### Source data
· · ·

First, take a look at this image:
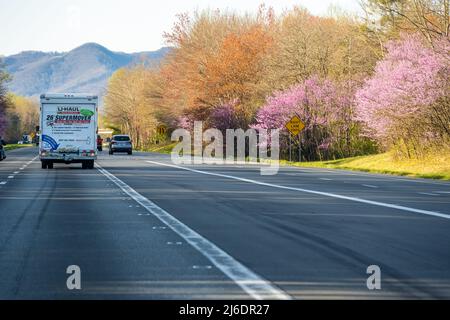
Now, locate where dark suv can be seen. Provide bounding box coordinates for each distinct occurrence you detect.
[109,134,133,154]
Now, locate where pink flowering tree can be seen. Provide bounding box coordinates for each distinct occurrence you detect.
[0,64,10,136]
[356,35,450,155]
[253,76,353,160]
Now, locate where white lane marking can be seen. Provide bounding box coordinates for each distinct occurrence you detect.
[97,164,291,300]
[146,160,450,219]
[417,192,439,197]
[362,184,378,189]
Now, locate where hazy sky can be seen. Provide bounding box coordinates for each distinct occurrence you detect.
[0,0,359,55]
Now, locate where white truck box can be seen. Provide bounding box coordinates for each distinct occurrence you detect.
[39,94,98,169]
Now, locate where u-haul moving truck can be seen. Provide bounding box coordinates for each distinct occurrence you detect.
[39,94,98,169]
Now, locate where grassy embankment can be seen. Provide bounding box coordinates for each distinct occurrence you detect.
[282,152,450,180]
[143,143,450,180]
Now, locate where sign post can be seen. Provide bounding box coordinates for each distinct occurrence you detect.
[285,115,305,162]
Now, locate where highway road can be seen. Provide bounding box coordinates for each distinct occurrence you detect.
[0,148,450,299]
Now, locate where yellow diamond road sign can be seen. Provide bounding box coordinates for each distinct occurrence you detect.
[285,116,305,136]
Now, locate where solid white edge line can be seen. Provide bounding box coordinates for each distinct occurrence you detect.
[146,160,450,219]
[96,163,292,300]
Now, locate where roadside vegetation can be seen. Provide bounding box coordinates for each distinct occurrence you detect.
[105,0,450,162]
[281,151,450,180]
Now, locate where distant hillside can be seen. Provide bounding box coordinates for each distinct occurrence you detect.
[3,43,170,96]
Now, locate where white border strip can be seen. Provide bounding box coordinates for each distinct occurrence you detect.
[97,164,292,300]
[146,160,450,219]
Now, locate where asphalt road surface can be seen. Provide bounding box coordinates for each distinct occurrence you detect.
[0,148,450,299]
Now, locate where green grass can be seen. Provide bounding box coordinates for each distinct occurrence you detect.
[281,152,450,180]
[4,144,33,151]
[140,142,178,154]
[143,142,450,180]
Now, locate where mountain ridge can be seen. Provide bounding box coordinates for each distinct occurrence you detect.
[1,42,170,97]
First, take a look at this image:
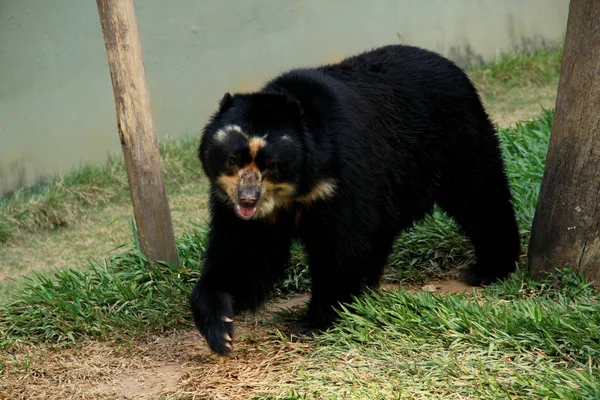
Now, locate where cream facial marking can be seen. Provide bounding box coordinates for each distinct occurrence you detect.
[215,125,248,143]
[248,135,267,160]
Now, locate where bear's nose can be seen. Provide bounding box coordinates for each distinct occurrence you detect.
[238,186,260,206]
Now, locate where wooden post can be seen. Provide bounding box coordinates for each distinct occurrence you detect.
[528,0,600,287]
[96,0,178,265]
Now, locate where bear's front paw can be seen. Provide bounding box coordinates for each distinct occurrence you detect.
[200,315,233,356]
[190,290,233,356]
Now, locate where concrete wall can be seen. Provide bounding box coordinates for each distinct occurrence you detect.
[0,0,569,193]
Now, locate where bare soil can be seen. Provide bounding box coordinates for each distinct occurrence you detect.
[0,280,472,400]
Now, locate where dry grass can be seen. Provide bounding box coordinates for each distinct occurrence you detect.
[0,47,558,400]
[0,295,310,400]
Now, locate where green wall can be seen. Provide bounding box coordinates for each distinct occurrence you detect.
[0,0,569,193]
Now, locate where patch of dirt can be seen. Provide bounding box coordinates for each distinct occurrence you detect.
[0,279,472,400]
[0,295,310,400]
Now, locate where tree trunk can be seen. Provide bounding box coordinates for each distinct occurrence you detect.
[96,0,178,265]
[528,0,600,288]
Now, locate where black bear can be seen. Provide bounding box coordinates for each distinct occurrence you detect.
[190,45,520,355]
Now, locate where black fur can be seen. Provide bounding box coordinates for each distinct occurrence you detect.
[191,45,520,354]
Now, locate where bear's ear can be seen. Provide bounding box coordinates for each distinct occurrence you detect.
[287,99,304,118]
[219,92,233,112]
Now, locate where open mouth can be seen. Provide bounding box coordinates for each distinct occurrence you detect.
[235,204,257,219]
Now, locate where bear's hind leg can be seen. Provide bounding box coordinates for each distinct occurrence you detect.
[438,164,521,286]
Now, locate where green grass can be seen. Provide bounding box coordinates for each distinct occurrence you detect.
[0,48,562,244]
[263,271,600,399]
[469,47,563,89]
[0,111,600,399]
[0,105,553,350]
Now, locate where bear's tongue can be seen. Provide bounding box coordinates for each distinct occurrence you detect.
[236,204,256,218]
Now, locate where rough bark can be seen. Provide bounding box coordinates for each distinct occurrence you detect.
[96,0,178,265]
[529,0,600,287]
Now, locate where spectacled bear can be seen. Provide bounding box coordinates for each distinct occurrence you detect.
[190,45,520,355]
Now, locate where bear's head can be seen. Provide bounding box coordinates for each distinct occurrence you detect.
[198,93,303,219]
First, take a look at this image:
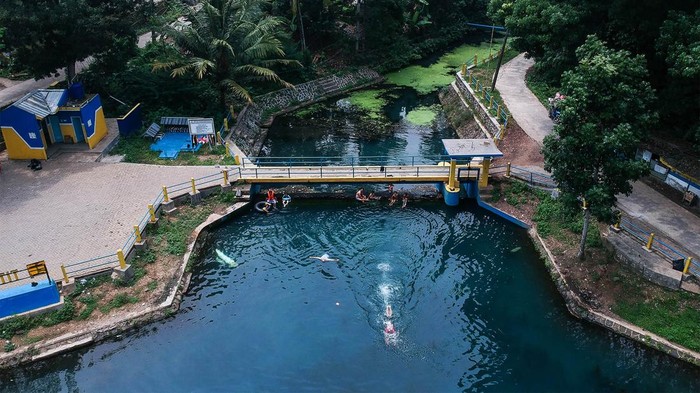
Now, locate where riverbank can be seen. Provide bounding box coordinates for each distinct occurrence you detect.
[0,182,700,368]
[0,193,248,369]
[487,176,700,365]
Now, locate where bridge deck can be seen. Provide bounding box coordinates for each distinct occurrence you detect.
[238,165,478,183]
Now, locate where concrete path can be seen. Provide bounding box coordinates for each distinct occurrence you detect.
[0,158,226,278]
[617,181,700,260]
[496,54,554,146]
[496,54,700,260]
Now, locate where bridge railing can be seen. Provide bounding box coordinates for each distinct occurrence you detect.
[238,164,450,182]
[241,155,450,168]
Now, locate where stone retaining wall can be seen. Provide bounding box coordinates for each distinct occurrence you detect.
[602,232,683,290]
[456,72,501,139]
[528,228,700,366]
[0,202,249,369]
[229,68,383,156]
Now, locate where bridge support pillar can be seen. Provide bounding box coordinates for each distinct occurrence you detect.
[479,157,491,188]
[442,183,459,206]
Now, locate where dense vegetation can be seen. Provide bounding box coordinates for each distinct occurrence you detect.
[0,0,487,118]
[489,0,700,148]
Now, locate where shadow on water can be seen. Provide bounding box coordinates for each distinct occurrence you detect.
[0,200,700,392]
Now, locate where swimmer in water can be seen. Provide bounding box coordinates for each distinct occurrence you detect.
[309,254,340,262]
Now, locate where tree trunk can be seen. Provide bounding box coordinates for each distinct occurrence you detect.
[576,209,591,261]
[297,1,306,51]
[66,61,75,86]
[355,0,360,53]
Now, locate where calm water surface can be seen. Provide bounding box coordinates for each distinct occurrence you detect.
[0,201,700,392]
[261,85,457,157]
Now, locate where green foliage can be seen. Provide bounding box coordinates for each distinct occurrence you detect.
[37,299,75,326]
[489,0,700,146]
[505,180,533,206]
[386,40,502,94]
[656,10,700,147]
[155,206,209,256]
[542,36,656,256]
[348,89,387,119]
[532,188,603,248]
[406,106,438,126]
[100,293,139,314]
[154,0,300,107]
[78,43,223,119]
[0,0,136,79]
[78,295,97,321]
[612,290,700,351]
[110,135,234,165]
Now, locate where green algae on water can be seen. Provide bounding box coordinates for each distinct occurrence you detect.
[386,40,500,94]
[406,106,437,126]
[294,104,323,119]
[348,89,386,119]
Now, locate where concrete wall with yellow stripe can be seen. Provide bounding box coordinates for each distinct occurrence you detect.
[80,95,107,149]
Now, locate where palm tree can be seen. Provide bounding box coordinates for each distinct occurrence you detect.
[153,0,301,107]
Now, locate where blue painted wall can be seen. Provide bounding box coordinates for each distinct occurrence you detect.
[117,104,142,136]
[80,95,102,138]
[0,280,61,318]
[0,105,44,149]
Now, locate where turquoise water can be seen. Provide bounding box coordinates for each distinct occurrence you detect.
[0,200,700,392]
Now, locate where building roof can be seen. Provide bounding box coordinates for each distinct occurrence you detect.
[442,139,503,159]
[160,116,189,126]
[12,89,68,119]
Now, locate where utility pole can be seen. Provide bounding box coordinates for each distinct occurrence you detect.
[467,23,508,91]
[491,31,508,91]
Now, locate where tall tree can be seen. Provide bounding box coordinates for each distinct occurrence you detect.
[543,36,656,259]
[0,0,136,81]
[154,0,300,107]
[656,9,700,145]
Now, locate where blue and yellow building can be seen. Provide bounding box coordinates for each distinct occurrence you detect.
[0,89,107,160]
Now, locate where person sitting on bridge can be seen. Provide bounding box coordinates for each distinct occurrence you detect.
[389,192,399,206]
[265,188,277,205]
[355,187,368,203]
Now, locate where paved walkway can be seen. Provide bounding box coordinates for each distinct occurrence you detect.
[496,54,554,146]
[496,54,700,260]
[0,158,220,278]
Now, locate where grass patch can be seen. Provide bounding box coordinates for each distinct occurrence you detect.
[78,295,97,321]
[110,136,234,165]
[100,293,139,314]
[612,289,700,351]
[155,204,211,255]
[386,39,505,94]
[406,106,437,126]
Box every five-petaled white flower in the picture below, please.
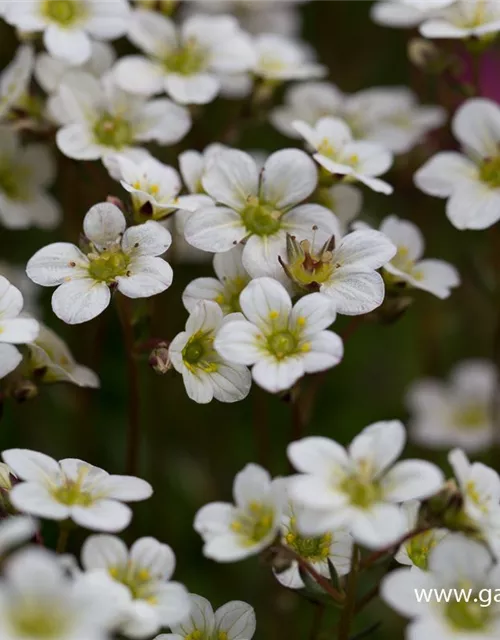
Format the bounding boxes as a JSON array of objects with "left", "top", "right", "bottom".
[
  {"left": 0, "top": 547, "right": 127, "bottom": 640},
  {"left": 372, "top": 216, "right": 460, "bottom": 300},
  {"left": 215, "top": 278, "right": 344, "bottom": 393},
  {"left": 288, "top": 420, "right": 444, "bottom": 548},
  {"left": 155, "top": 593, "right": 256, "bottom": 640},
  {"left": 2, "top": 449, "right": 153, "bottom": 531},
  {"left": 185, "top": 149, "right": 339, "bottom": 280},
  {"left": 169, "top": 300, "right": 252, "bottom": 404},
  {"left": 0, "top": 127, "right": 61, "bottom": 229},
  {"left": 194, "top": 464, "right": 283, "bottom": 562},
  {"left": 114, "top": 9, "right": 255, "bottom": 104},
  {"left": 415, "top": 97, "right": 500, "bottom": 229},
  {"left": 294, "top": 118, "right": 393, "bottom": 194},
  {"left": 81, "top": 535, "right": 191, "bottom": 638},
  {"left": 0, "top": 276, "right": 40, "bottom": 379},
  {"left": 48, "top": 71, "right": 191, "bottom": 160},
  {"left": 182, "top": 245, "right": 250, "bottom": 315},
  {"left": 381, "top": 534, "right": 500, "bottom": 640},
  {"left": 406, "top": 360, "right": 498, "bottom": 452},
  {"left": 26, "top": 202, "right": 173, "bottom": 324},
  {"left": 4, "top": 0, "right": 130, "bottom": 64},
  {"left": 26, "top": 325, "right": 100, "bottom": 389}
]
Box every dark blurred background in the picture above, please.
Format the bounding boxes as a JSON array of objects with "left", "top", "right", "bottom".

· · ·

### Written request
Find each line in the material above that contains the word "blue", and copy those lines out. Case matters.

### Solved exercise
Now, locate where blue painted wall can be seen. Provide bounding box coordinates for each distinct occurrence you detect.
Now, locate where blue and yellow building can be seen. Provide bounding box coordinates for each distinct occurrence you detect.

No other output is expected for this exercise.